▶

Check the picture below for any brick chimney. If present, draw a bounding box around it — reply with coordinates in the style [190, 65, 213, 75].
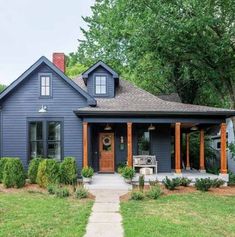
[53, 53, 65, 72]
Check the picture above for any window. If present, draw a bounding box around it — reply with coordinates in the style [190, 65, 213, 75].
[29, 121, 61, 161]
[137, 129, 150, 155]
[95, 76, 106, 95]
[40, 75, 51, 96]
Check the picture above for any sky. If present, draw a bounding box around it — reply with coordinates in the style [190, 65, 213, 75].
[0, 0, 95, 85]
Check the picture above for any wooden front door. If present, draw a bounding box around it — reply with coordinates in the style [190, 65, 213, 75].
[99, 133, 114, 172]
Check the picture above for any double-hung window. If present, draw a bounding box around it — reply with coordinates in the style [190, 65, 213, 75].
[29, 121, 62, 161]
[95, 76, 107, 95]
[40, 74, 51, 97]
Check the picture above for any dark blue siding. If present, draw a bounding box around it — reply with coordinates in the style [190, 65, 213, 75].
[151, 125, 171, 172]
[1, 65, 87, 167]
[87, 66, 115, 97]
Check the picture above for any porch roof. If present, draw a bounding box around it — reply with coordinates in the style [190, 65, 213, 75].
[74, 77, 235, 117]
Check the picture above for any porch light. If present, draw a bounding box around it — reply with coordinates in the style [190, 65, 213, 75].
[38, 105, 47, 113]
[148, 123, 156, 131]
[104, 123, 112, 131]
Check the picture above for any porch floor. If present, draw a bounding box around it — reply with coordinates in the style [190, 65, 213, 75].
[133, 170, 219, 183]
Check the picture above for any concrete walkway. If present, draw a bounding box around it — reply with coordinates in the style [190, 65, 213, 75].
[85, 174, 131, 237]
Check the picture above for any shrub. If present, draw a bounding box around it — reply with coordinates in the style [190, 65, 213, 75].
[60, 157, 77, 184]
[0, 157, 9, 183]
[212, 179, 225, 188]
[3, 158, 25, 188]
[37, 159, 59, 188]
[180, 177, 192, 187]
[162, 177, 180, 190]
[139, 175, 144, 192]
[146, 185, 163, 199]
[75, 186, 88, 199]
[55, 188, 69, 198]
[82, 167, 94, 178]
[28, 158, 42, 184]
[131, 191, 144, 200]
[195, 178, 213, 192]
[122, 166, 135, 179]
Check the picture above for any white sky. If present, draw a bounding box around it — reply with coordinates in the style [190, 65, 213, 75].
[0, 0, 95, 85]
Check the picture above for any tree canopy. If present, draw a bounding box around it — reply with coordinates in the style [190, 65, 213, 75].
[68, 0, 235, 108]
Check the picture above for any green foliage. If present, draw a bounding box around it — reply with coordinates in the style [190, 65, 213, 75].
[60, 157, 77, 184]
[146, 185, 163, 199]
[131, 191, 144, 200]
[55, 187, 69, 198]
[0, 157, 8, 183]
[37, 159, 59, 188]
[162, 176, 181, 190]
[195, 178, 213, 192]
[28, 158, 42, 184]
[75, 186, 88, 199]
[3, 158, 25, 188]
[82, 167, 94, 178]
[122, 166, 135, 179]
[212, 179, 225, 188]
[139, 175, 144, 192]
[180, 177, 192, 187]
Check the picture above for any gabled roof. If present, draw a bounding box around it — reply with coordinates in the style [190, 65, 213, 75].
[0, 56, 96, 106]
[74, 77, 235, 117]
[82, 60, 119, 84]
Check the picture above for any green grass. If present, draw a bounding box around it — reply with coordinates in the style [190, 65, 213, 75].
[121, 193, 235, 237]
[0, 192, 93, 237]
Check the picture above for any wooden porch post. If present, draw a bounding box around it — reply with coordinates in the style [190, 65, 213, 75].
[186, 133, 191, 170]
[127, 122, 133, 167]
[83, 122, 88, 167]
[175, 123, 181, 173]
[200, 128, 205, 172]
[220, 123, 227, 174]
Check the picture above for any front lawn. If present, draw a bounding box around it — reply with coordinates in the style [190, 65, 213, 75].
[0, 192, 93, 237]
[121, 192, 235, 237]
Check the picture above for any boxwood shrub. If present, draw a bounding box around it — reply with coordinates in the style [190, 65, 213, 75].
[60, 157, 77, 184]
[37, 159, 59, 188]
[0, 157, 8, 183]
[28, 158, 42, 184]
[3, 158, 25, 188]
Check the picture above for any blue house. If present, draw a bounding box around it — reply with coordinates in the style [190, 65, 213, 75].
[0, 53, 235, 180]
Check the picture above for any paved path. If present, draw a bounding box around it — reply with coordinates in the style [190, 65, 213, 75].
[84, 175, 130, 237]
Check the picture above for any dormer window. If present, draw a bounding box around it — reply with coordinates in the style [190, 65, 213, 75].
[95, 76, 107, 95]
[40, 74, 52, 97]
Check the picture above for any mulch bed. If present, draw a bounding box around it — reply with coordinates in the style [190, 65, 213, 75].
[120, 185, 235, 202]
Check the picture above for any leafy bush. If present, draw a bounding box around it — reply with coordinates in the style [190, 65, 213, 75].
[195, 178, 213, 192]
[122, 166, 135, 179]
[37, 159, 59, 188]
[180, 177, 192, 187]
[0, 157, 9, 183]
[55, 188, 69, 198]
[131, 191, 144, 200]
[60, 157, 77, 184]
[3, 158, 25, 188]
[82, 167, 94, 178]
[146, 185, 163, 199]
[139, 175, 144, 192]
[47, 184, 58, 194]
[28, 158, 42, 184]
[162, 177, 180, 190]
[75, 186, 88, 199]
[212, 179, 225, 188]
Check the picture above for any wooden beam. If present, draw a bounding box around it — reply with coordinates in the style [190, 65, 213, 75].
[220, 123, 228, 174]
[175, 123, 181, 173]
[200, 128, 205, 172]
[186, 133, 191, 170]
[83, 122, 88, 167]
[127, 122, 133, 167]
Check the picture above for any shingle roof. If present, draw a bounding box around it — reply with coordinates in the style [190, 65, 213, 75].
[74, 77, 235, 115]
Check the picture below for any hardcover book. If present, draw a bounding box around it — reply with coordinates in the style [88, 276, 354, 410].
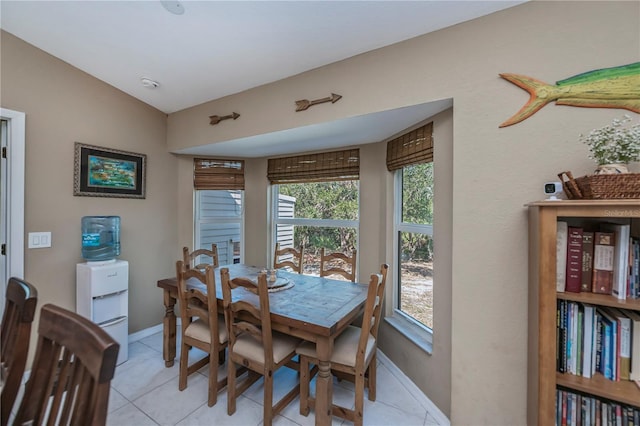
[591, 231, 615, 294]
[580, 231, 593, 292]
[565, 226, 583, 293]
[601, 223, 631, 300]
[626, 311, 640, 380]
[556, 220, 569, 293]
[609, 308, 631, 380]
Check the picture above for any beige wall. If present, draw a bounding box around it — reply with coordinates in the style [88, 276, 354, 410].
[1, 32, 178, 362]
[167, 1, 640, 425]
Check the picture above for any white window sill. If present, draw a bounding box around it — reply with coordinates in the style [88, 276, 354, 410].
[384, 312, 433, 355]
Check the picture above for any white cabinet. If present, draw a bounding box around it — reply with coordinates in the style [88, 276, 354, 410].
[76, 259, 129, 365]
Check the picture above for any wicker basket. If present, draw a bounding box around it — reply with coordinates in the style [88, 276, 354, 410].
[558, 172, 640, 200]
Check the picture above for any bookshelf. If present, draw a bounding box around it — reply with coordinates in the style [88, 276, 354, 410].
[527, 200, 640, 425]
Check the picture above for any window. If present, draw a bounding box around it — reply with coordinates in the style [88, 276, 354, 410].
[396, 163, 433, 329]
[274, 180, 358, 275]
[194, 158, 244, 265]
[195, 189, 244, 265]
[387, 123, 434, 333]
[268, 149, 360, 275]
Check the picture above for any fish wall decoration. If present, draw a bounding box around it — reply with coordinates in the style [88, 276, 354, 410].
[499, 62, 640, 127]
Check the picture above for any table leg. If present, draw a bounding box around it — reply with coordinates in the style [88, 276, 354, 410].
[162, 290, 176, 367]
[315, 337, 333, 426]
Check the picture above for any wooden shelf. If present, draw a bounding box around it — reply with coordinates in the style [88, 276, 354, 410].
[527, 200, 640, 426]
[556, 291, 640, 311]
[556, 373, 640, 407]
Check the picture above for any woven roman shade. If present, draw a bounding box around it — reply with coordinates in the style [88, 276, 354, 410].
[267, 149, 360, 184]
[387, 122, 433, 171]
[193, 158, 244, 189]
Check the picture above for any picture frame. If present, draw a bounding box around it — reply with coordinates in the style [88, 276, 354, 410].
[73, 142, 147, 198]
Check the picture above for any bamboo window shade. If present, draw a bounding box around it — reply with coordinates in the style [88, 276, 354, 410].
[193, 158, 244, 189]
[267, 149, 360, 184]
[387, 122, 433, 171]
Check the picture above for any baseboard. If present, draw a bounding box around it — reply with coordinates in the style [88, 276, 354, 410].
[129, 324, 162, 343]
[378, 349, 451, 426]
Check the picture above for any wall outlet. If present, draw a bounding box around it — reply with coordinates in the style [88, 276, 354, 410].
[29, 232, 51, 248]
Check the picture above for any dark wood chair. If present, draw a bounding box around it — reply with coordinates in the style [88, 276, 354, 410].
[182, 244, 220, 269]
[0, 277, 38, 425]
[220, 268, 300, 426]
[176, 260, 229, 407]
[320, 247, 358, 282]
[15, 304, 120, 425]
[297, 264, 389, 426]
[273, 243, 304, 274]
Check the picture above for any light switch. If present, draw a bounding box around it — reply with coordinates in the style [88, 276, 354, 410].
[29, 232, 51, 248]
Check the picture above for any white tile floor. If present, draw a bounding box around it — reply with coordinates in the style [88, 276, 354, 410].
[107, 332, 449, 426]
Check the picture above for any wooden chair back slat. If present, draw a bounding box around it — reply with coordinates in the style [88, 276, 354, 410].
[297, 264, 389, 426]
[220, 268, 300, 426]
[320, 247, 358, 282]
[176, 260, 227, 407]
[356, 264, 389, 363]
[15, 304, 120, 425]
[0, 277, 38, 425]
[273, 243, 304, 274]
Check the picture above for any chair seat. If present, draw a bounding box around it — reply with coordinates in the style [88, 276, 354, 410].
[184, 315, 229, 344]
[233, 332, 300, 364]
[296, 325, 375, 367]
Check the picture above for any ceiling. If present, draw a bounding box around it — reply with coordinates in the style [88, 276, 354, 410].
[0, 0, 523, 155]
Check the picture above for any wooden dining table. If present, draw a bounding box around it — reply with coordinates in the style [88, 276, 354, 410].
[157, 264, 368, 426]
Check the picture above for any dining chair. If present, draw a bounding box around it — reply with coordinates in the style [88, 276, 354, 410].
[320, 247, 358, 282]
[220, 268, 300, 426]
[182, 243, 220, 269]
[296, 264, 389, 426]
[273, 243, 304, 274]
[14, 304, 120, 425]
[0, 277, 38, 425]
[176, 260, 229, 407]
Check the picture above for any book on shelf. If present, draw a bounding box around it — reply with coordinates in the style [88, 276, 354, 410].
[628, 237, 640, 299]
[580, 230, 593, 292]
[601, 223, 631, 300]
[626, 311, 640, 381]
[582, 304, 596, 378]
[555, 389, 640, 426]
[556, 300, 568, 373]
[598, 307, 618, 380]
[591, 309, 604, 375]
[556, 220, 569, 292]
[609, 308, 631, 380]
[591, 231, 615, 294]
[565, 226, 583, 293]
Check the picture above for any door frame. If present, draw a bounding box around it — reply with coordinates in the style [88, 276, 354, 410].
[0, 108, 26, 307]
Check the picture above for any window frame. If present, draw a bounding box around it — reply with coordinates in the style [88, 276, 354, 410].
[268, 183, 360, 272]
[192, 189, 245, 263]
[385, 167, 435, 354]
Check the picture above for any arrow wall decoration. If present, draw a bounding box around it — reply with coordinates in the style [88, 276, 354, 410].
[209, 112, 240, 126]
[296, 93, 342, 112]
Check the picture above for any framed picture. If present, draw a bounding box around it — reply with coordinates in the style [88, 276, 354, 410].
[73, 142, 147, 198]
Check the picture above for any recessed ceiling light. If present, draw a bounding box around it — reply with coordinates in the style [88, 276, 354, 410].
[140, 77, 160, 89]
[160, 1, 184, 15]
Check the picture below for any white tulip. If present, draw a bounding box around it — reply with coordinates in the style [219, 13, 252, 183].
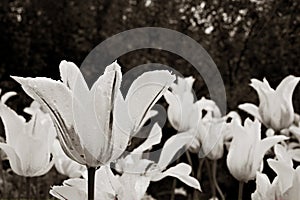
[13, 61, 175, 167]
[239, 75, 300, 131]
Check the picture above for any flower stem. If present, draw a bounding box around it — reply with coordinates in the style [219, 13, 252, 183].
[238, 181, 244, 200]
[212, 160, 225, 200]
[185, 151, 194, 176]
[205, 159, 216, 198]
[26, 177, 31, 199]
[87, 167, 96, 200]
[193, 158, 204, 199]
[0, 156, 6, 198]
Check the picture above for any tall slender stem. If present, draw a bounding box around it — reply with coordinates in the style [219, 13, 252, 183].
[205, 159, 216, 198]
[185, 150, 194, 176]
[193, 158, 204, 199]
[238, 181, 244, 200]
[0, 156, 6, 198]
[212, 160, 225, 200]
[26, 177, 31, 199]
[87, 166, 96, 200]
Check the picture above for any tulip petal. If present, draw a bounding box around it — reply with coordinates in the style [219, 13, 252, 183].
[274, 144, 293, 167]
[253, 135, 289, 171]
[59, 60, 89, 99]
[267, 159, 294, 194]
[107, 90, 132, 161]
[132, 123, 162, 154]
[49, 186, 87, 200]
[12, 77, 85, 164]
[91, 62, 122, 137]
[125, 70, 175, 132]
[0, 143, 23, 176]
[151, 163, 201, 191]
[276, 75, 300, 102]
[238, 103, 262, 122]
[164, 90, 182, 130]
[288, 149, 300, 162]
[0, 91, 17, 103]
[157, 133, 193, 171]
[251, 172, 271, 200]
[0, 102, 26, 147]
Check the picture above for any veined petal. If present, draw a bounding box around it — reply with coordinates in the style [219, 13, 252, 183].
[0, 102, 26, 147]
[91, 62, 122, 136]
[288, 149, 300, 162]
[0, 143, 24, 176]
[12, 77, 85, 164]
[132, 123, 162, 154]
[267, 159, 294, 194]
[0, 90, 17, 104]
[157, 133, 193, 171]
[95, 166, 122, 198]
[52, 139, 85, 178]
[106, 90, 132, 161]
[253, 135, 288, 173]
[125, 70, 175, 131]
[59, 60, 89, 97]
[151, 163, 201, 191]
[119, 173, 150, 200]
[49, 183, 87, 200]
[274, 144, 293, 167]
[251, 172, 273, 200]
[276, 75, 300, 102]
[164, 90, 182, 130]
[238, 103, 262, 122]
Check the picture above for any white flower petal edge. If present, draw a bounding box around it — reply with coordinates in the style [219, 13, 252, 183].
[13, 61, 175, 167]
[151, 163, 201, 191]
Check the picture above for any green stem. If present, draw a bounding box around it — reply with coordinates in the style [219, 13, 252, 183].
[185, 150, 194, 176]
[205, 159, 216, 198]
[87, 166, 96, 200]
[193, 158, 204, 199]
[212, 160, 225, 200]
[26, 177, 31, 199]
[170, 178, 177, 200]
[170, 159, 179, 200]
[238, 181, 244, 200]
[0, 156, 6, 198]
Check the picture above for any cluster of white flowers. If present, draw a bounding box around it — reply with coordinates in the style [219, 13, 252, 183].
[0, 61, 300, 200]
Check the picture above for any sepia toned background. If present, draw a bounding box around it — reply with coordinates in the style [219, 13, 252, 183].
[0, 0, 300, 199]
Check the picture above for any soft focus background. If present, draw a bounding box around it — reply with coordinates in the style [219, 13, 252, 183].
[0, 0, 300, 199]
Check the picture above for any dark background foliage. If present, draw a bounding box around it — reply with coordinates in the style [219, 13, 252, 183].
[0, 0, 300, 199]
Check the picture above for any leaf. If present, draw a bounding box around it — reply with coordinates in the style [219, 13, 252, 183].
[125, 70, 175, 132]
[151, 163, 201, 191]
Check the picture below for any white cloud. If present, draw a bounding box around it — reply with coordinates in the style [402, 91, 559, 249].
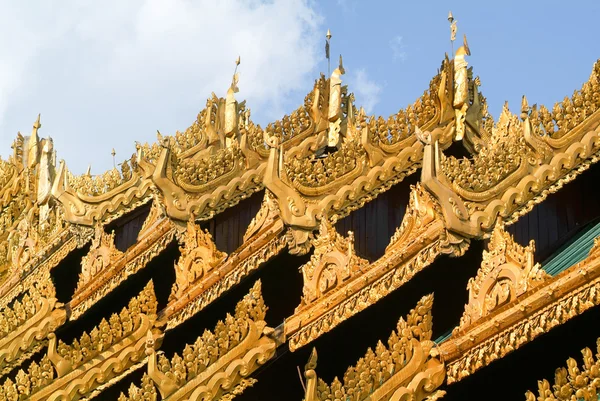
[348, 68, 383, 114]
[337, 0, 357, 13]
[0, 0, 322, 173]
[390, 36, 406, 61]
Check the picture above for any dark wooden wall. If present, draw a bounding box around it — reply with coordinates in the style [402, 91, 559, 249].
[104, 202, 152, 252]
[201, 190, 265, 254]
[335, 172, 420, 261]
[507, 161, 600, 262]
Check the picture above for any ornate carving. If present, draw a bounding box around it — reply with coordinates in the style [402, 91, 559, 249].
[137, 198, 166, 241]
[244, 189, 279, 242]
[304, 295, 445, 401]
[440, 234, 600, 383]
[284, 186, 469, 351]
[69, 219, 175, 320]
[0, 283, 160, 401]
[0, 281, 67, 374]
[264, 60, 453, 253]
[75, 224, 123, 292]
[421, 58, 600, 237]
[299, 219, 369, 309]
[169, 220, 227, 300]
[52, 155, 151, 226]
[454, 222, 550, 335]
[452, 35, 471, 141]
[125, 281, 277, 401]
[525, 338, 600, 401]
[160, 220, 286, 329]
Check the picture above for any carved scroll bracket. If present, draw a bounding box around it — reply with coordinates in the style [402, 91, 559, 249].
[169, 219, 227, 300]
[304, 295, 445, 401]
[453, 221, 550, 336]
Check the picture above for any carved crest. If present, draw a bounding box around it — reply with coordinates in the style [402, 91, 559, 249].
[456, 221, 550, 331]
[300, 218, 369, 308]
[170, 216, 227, 300]
[77, 224, 123, 290]
[304, 295, 446, 401]
[119, 281, 277, 401]
[244, 189, 279, 242]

◀

→ **Instructions to follow**
Rewrite the records from their start through the line holding "[133, 170, 219, 183]", inclusive, swapping "wooden front door" for "paneled front door" and leaving all else unchanged. Leave the pictures out of the answer.

→ **The reply**
Check the picture below for any brick chimney. If present, draw a bounding box around it — reply with coordinates in the style [190, 65, 213, 75].
[53, 53, 65, 72]
Check the picture above for any window. If present, draw a bounding box around it — reply with coordinates in the style [190, 65, 213, 75].
[29, 121, 61, 161]
[137, 129, 150, 155]
[95, 76, 106, 95]
[40, 75, 51, 96]
Check the picture above for any sky. If present, draw a bounding box around it — reply with coordinates in the style [190, 65, 213, 75].
[0, 0, 95, 85]
Check the picture above for any paneled front door. If present, draw a bounding box around it — reply with coordinates in the style [190, 65, 213, 75].
[99, 133, 114, 172]
Check the picture above for any double-hung window. If present, draw a bounding box around it — reply with coordinates in the style [190, 65, 213, 75].
[29, 121, 62, 161]
[95, 76, 107, 95]
[40, 74, 51, 97]
Check the picture above for any dark blue siding. If present, draw a bounding box around it — reply with coordinates in the style [190, 65, 213, 75].
[151, 125, 171, 172]
[1, 65, 87, 167]
[87, 66, 115, 97]
Check the picture above for any porch roof. If present, draw a bounding box around it — reply with coordinates in the style [190, 65, 213, 75].
[74, 77, 235, 117]
Check the picture above for any porch light. If present, draw a bounding box around it — reply with coordinates in the style [190, 65, 213, 75].
[38, 105, 47, 113]
[148, 123, 156, 131]
[104, 123, 112, 131]
Check the picture above for any porch floor. If present, draw a bounding box around it — reply with coordinates in the style [190, 65, 213, 75].
[133, 170, 219, 183]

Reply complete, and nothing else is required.